[Task details] Without including any pictures, retype exactly the lines from the top of the records through the line containing "128, row 456.", that final line included.

** Data supplied follows **

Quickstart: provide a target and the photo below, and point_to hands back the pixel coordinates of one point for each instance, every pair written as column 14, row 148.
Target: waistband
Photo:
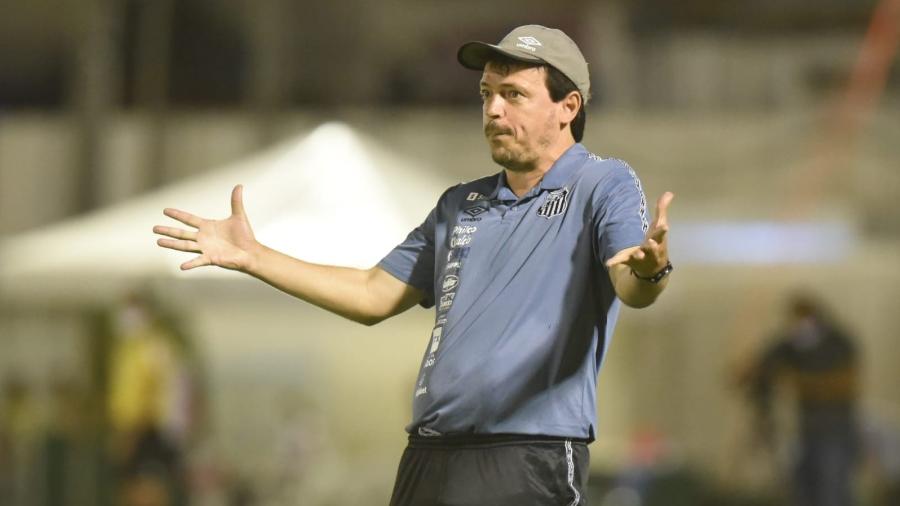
column 478, row 440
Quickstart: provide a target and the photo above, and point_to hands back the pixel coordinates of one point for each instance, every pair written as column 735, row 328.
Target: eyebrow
column 483, row 84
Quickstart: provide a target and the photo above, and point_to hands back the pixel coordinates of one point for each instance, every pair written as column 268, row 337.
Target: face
column 521, row 121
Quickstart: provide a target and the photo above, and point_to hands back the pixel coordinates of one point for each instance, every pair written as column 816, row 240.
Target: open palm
column 227, row 243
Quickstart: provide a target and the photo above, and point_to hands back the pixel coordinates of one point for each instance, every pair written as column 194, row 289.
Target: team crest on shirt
column 556, row 204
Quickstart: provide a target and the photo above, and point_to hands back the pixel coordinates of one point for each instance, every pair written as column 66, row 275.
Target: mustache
column 493, row 129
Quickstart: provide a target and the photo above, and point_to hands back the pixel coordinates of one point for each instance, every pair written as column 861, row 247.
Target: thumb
column 237, row 200
column 621, row 257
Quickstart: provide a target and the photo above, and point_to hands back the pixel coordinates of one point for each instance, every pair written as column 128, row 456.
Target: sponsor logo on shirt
column 450, row 282
column 446, row 301
column 426, row 432
column 474, row 210
column 461, row 240
column 457, row 254
column 436, row 338
column 556, row 204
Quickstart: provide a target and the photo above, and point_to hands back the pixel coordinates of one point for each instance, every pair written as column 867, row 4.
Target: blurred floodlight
column 762, row 242
column 333, row 196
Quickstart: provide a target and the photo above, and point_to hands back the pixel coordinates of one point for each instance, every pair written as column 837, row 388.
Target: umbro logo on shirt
column 556, row 204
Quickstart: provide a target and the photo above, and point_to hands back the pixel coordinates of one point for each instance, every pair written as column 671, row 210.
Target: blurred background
column 765, row 375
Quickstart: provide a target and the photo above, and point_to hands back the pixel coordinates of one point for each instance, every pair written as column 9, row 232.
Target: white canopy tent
column 332, row 196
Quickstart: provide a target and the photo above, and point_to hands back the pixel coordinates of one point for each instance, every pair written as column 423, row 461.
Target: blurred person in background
column 151, row 406
column 526, row 268
column 819, row 363
column 19, row 434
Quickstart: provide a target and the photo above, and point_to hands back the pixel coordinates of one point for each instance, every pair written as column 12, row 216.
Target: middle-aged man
column 526, row 269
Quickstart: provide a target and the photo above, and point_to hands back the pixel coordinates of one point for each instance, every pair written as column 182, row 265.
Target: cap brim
column 474, row 55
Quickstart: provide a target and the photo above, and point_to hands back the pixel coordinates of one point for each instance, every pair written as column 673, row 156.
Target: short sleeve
column 412, row 261
column 620, row 212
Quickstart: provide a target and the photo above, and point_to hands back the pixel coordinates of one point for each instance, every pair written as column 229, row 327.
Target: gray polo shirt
column 524, row 305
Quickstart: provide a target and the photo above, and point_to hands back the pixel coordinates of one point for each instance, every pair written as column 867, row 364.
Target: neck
column 521, row 181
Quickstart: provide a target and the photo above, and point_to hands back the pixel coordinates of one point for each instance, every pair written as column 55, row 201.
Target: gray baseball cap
column 533, row 44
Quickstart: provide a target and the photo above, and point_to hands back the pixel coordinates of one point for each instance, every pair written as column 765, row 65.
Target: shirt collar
column 554, row 179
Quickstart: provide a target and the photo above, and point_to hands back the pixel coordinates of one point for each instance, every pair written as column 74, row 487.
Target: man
column 526, row 269
column 820, row 364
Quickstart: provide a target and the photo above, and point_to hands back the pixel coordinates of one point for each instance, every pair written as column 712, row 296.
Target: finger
column 619, row 258
column 176, row 233
column 186, row 218
column 658, row 233
column 662, row 207
column 199, row 261
column 237, row 200
column 179, row 245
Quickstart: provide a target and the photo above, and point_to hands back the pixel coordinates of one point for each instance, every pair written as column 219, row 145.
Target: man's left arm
column 634, row 271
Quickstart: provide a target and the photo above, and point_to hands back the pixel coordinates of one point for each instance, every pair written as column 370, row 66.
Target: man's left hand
column 653, row 254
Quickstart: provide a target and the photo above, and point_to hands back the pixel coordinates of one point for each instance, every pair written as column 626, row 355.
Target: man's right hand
column 227, row 243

** End of Data supplied **

[Task result]
Quickstart: provide a target and the photo below, and point_to hands back the pixel coordinates of one point for each instance, every pair written as column 14, row 148.
Target: waistband
Photo:
column 478, row 440
Quickstart: provide a target and the photo above, and point_to hands back the pixel coordinates of one point for each instance, every pair written as column 735, row 328.
Target: eyebrow
column 483, row 84
Quickstart: provide a target and the photo above, and point_to hands back the pixel coordinates of one point for each instance, every pair written as column 268, row 337.
Target: face
column 521, row 121
Quickstart: provide a target and the photo above, and point_to hands back the pixel coordinates of one point for each instance, every pair written as column 816, row 240.
Target: open palm
column 227, row 243
Quickstart: provide a target and the photo above, and point_to hands back the pixel coordinates of one point for each instance, every pair written as column 194, row 289.
Target: team crest on shirt
column 556, row 204
Quickstart: provide a target and the photo above, and point_to hands back the pixel coordinates of one point for each instance, every pair written as column 66, row 275.
Target: mustache
column 493, row 129
Quickstart: provide a target and the photo above, and point_to hands back the pixel coordinates of one point for each instance, every pair written as column 861, row 247.
Target: thumb
column 237, row 200
column 621, row 257
Quickstart: provide a target and the photo above, and point_to hands back the pixel coordinates of one point for each instance, every pair written as column 128, row 456.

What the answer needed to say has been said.